# Problem:
Nothing but the listing below, retyped exactly, should appear in the answer.

# Supplied records:
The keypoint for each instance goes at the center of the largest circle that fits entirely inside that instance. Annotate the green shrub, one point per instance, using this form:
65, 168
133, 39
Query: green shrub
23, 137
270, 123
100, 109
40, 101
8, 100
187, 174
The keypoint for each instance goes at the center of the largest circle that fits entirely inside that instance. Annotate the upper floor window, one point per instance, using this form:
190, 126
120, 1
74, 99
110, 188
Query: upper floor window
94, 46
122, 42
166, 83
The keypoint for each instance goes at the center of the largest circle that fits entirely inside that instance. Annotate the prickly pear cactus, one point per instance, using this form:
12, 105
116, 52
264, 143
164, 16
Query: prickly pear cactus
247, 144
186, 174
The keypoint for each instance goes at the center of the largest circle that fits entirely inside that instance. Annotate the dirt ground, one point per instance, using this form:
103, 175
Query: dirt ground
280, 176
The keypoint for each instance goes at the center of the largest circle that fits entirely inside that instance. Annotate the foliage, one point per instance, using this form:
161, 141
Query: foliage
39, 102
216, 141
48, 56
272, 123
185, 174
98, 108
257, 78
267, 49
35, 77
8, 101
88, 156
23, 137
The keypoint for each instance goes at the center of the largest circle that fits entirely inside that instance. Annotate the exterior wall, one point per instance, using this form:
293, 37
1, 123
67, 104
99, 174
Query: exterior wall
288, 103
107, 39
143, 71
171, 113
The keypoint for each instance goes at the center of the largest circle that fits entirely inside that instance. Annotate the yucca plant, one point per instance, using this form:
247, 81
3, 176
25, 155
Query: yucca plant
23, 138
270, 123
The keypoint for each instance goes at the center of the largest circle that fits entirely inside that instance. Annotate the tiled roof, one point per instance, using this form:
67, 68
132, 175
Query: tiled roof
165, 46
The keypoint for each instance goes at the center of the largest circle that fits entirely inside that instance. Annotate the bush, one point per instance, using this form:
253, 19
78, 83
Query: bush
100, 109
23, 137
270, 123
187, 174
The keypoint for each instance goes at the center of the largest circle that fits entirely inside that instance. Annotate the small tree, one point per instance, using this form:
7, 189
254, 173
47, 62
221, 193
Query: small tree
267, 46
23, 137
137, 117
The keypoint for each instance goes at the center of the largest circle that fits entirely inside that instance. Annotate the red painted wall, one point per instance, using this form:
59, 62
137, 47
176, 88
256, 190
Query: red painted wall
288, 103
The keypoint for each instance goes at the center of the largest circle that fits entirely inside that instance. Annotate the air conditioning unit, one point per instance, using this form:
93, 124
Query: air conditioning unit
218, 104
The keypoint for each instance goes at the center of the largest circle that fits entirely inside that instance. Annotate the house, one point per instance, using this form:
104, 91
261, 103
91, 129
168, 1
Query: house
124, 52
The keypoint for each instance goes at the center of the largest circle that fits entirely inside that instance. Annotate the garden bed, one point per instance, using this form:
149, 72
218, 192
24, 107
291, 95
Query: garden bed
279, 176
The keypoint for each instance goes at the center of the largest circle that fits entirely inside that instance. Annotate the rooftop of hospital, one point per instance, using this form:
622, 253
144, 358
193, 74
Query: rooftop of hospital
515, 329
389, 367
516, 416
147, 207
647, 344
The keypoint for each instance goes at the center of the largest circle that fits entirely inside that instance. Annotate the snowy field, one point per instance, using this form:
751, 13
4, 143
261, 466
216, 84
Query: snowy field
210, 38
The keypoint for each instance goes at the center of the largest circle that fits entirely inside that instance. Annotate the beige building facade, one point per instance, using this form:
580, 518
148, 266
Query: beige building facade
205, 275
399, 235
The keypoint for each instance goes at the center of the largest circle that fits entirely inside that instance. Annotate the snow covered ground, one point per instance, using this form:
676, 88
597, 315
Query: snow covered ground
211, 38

# Task response:
The keypoint for each instance goes at the center of the largest circle that fits entirely inside that instance. Annotate the green shrub, one point per instance, using this form:
65, 168
133, 39
Query: green shrub
23, 137
270, 123
100, 109
40, 101
8, 100
187, 174
The keypoint for each instance goes at the center of the largest circle that fits entirely inside that instance. Annotate the upper floor window, one point per instance, using this form:
190, 126
120, 1
74, 99
110, 188
Query: upper floor window
94, 46
122, 42
166, 83
The keypoint for each instance goes at the center of the largest circle that fits entirely inside that instance. Annotate the prickly pear cactus, one point per instance, using this form:
12, 105
116, 52
264, 143
164, 16
Query: prickly pear cactus
247, 144
186, 174
The keypoint for each instance goes at the center of the largest circle that fits entirely inside that instance. Annotate the dirt ground, one point per instance, using this form:
103, 175
Query: dirt ground
280, 176
The keypoint for each instance goes at the center of the largest circle that fits entirely inside that instance. Annotate the foliage, one point per instance, using this form:
161, 141
Query: foliage
39, 102
216, 141
48, 56
272, 123
185, 174
98, 108
257, 78
267, 49
35, 77
8, 101
88, 156
23, 137
The keypoint for each instance goes at the center of the largest circle that fits entirely inside that instance. Annotate the exterior wall, one point per instance, using this form:
293, 37
1, 123
67, 104
99, 174
Query: exterior wall
288, 103
107, 39
143, 71
171, 113
The keypoint for each instance goes at the center of the largest circle that fits entirely inside that instance. Annotate the yucca plant, one point per instance, using this form:
247, 81
3, 176
25, 155
Query: yucca plant
23, 138
270, 123
The keypoint for each instance goes at the center of the largest circle that fits entirely inside that instance. Annotate the tiled roof, one point per instance, using this form:
67, 68
132, 175
Query: tiled roof
165, 46
The keypoint for each instance goes at the center of the largest circle that fits entirely inside that instance. Annotate the bush, one point per instance, using this form:
253, 19
78, 83
Query: bush
100, 109
23, 137
270, 123
187, 174
The keypoint for each instance goes at the center of the largest circle that fits entirely inside that instance. Annotate the small tree, one point per instance, using this form:
7, 189
254, 173
47, 62
221, 193
Query: small tree
267, 46
23, 137
137, 117
The keypoint for each instance goes at the center of the largest circle that fits entirely inside that instance. Annotate the red painted wall, one point per instance, using this form:
59, 62
137, 47
176, 88
256, 190
Query: red painted wall
288, 103
The keypoint for each instance goes at the center of the largest circle that fits entirely inside that instance. Annotate the air conditioning unit, one point per instance, using this form:
93, 124
Query: air conditioning unit
218, 104
The keypoint for each instance goes at the center of the largest circle that fits entirely inside that instance. Annotate the house, one point per instance, using this form:
104, 91
261, 103
91, 129
168, 1
Query: house
124, 52
The keypoint for each instance goes at the center of the largest circle that fits entirely inside that instance. Annotate the garden bed, one point per instance, using this form:
149, 72
218, 192
24, 107
291, 95
Query: garden bed
279, 176
The keypoint for each instance goes at the center of the largest circle that fits entirely inside that instance. Annotate the rooftop of hospital, one point per instance, using this form:
622, 253
144, 358
193, 74
Query: rooftop of hospital
515, 329
389, 367
516, 416
147, 207
647, 344
The keypoint for each instance goes at the center of the largest circle that fits entirely inside that instance. Annotate the snowy field, one point per instance, using this form:
751, 13
4, 143
261, 466
216, 84
Query: snowy field
210, 38
The keypoint for each instance goes at the center of the largest circle that fits entirely inside that instance. Annotate the beige building facade, one point per instance, using this form:
580, 518
148, 266
Query: beige building facade
205, 275
399, 235
The keypoint for each instance goes at the center of the largest circle that fits entirely inside that instance. Annotate the snow covered ground, one point per instance, using this form:
676, 88
597, 315
Query: snow covered ground
211, 38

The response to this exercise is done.